▶ Written task:
Lay out the lines below as a Markdown table with the columns Row and Line, numbering each row and leaving out any blank lines.

--- START OF Dataset content ---

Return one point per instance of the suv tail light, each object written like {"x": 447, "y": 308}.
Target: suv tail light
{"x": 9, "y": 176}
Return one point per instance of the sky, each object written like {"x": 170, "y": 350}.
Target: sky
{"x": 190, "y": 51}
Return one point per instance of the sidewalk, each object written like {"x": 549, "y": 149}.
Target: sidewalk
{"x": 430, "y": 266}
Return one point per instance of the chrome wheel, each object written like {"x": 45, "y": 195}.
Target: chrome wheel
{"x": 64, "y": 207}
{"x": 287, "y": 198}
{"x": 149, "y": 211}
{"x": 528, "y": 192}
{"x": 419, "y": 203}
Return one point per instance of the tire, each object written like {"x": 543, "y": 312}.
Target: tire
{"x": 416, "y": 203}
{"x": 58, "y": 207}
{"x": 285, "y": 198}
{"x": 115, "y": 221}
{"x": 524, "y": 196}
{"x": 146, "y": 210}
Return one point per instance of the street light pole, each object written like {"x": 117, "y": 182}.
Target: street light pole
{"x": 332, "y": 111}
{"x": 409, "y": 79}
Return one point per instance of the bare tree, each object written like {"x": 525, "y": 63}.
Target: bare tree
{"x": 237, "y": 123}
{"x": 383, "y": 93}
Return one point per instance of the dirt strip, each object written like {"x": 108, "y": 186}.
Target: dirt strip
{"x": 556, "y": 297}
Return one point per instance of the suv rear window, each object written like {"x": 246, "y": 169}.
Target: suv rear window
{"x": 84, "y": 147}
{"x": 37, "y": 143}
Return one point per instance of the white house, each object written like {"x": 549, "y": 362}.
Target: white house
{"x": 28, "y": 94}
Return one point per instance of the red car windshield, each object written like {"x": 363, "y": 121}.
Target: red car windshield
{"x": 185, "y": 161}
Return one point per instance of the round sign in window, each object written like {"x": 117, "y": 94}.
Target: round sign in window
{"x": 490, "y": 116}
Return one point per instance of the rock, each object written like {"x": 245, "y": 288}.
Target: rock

--- END OF Dataset content ---

▶ Exercise response:
| Row | Line |
|---|---|
| 1 | Return one point per instance of the suv tail light, each object written like {"x": 447, "y": 308}. |
| 2 | Target: suv tail light |
| 3 | {"x": 9, "y": 176} |
| 4 | Return one point per instance of the sky, each object written like {"x": 170, "y": 350}. |
| 5 | Target: sky |
| 6 | {"x": 190, "y": 51} |
| 7 | Return one point per instance of the sidewalk, each object written like {"x": 549, "y": 149}. |
| 8 | Target: sidewalk |
| 9 | {"x": 430, "y": 266} |
| 10 | Return one point per instance of the chrome wheel, each object written like {"x": 45, "y": 195}. |
| 11 | Target: chrome wheel |
| 12 | {"x": 64, "y": 207} |
| 13 | {"x": 287, "y": 198} |
| 14 | {"x": 149, "y": 211} |
| 15 | {"x": 528, "y": 192} |
| 16 | {"x": 419, "y": 203} |
| 17 | Return one point per instance of the tire, each object written like {"x": 543, "y": 312}. |
| 18 | Target: tire |
| 19 | {"x": 416, "y": 203} |
| 20 | {"x": 58, "y": 207} |
| 21 | {"x": 285, "y": 198} |
| 22 | {"x": 115, "y": 221} |
| 23 | {"x": 524, "y": 196} |
| 24 | {"x": 146, "y": 210} |
| 25 | Return one point per instance of the street light pole, each object written like {"x": 117, "y": 182}. |
| 26 | Target: street light pole |
| 27 | {"x": 332, "y": 111} |
| 28 | {"x": 409, "y": 79} |
| 29 | Return one point per instance of the bare tree, each object written like {"x": 525, "y": 63}. |
| 30 | Target: bare tree |
| 31 | {"x": 237, "y": 123} |
| 32 | {"x": 383, "y": 93} |
| 33 | Return one point per instance of the dirt strip, each object written like {"x": 108, "y": 186}. |
| 34 | Target: dirt strip |
| 35 | {"x": 556, "y": 297} |
| 36 | Return one point per instance of the suv rear window, each object written like {"x": 246, "y": 169}. |
| 37 | Target: suv rear window |
| 38 | {"x": 84, "y": 147} |
| 39 | {"x": 37, "y": 143} |
| 40 | Return one point per instance of the white house, each object written like {"x": 549, "y": 362}. |
| 41 | Target: white house |
| 42 | {"x": 28, "y": 94} |
| 43 | Return one point per instance of the red car windshield, each object written like {"x": 363, "y": 121}. |
| 44 | Target: red car windshield |
| 45 | {"x": 185, "y": 161} |
| 46 | Return one point per instance of the round sign in window, each object written like {"x": 117, "y": 94}. |
| 47 | Target: round sign in window |
| 48 | {"x": 490, "y": 116} |
| 49 | Return one point per instance of the rock, each object written like {"x": 245, "y": 288}. |
| 50 | Target: rock |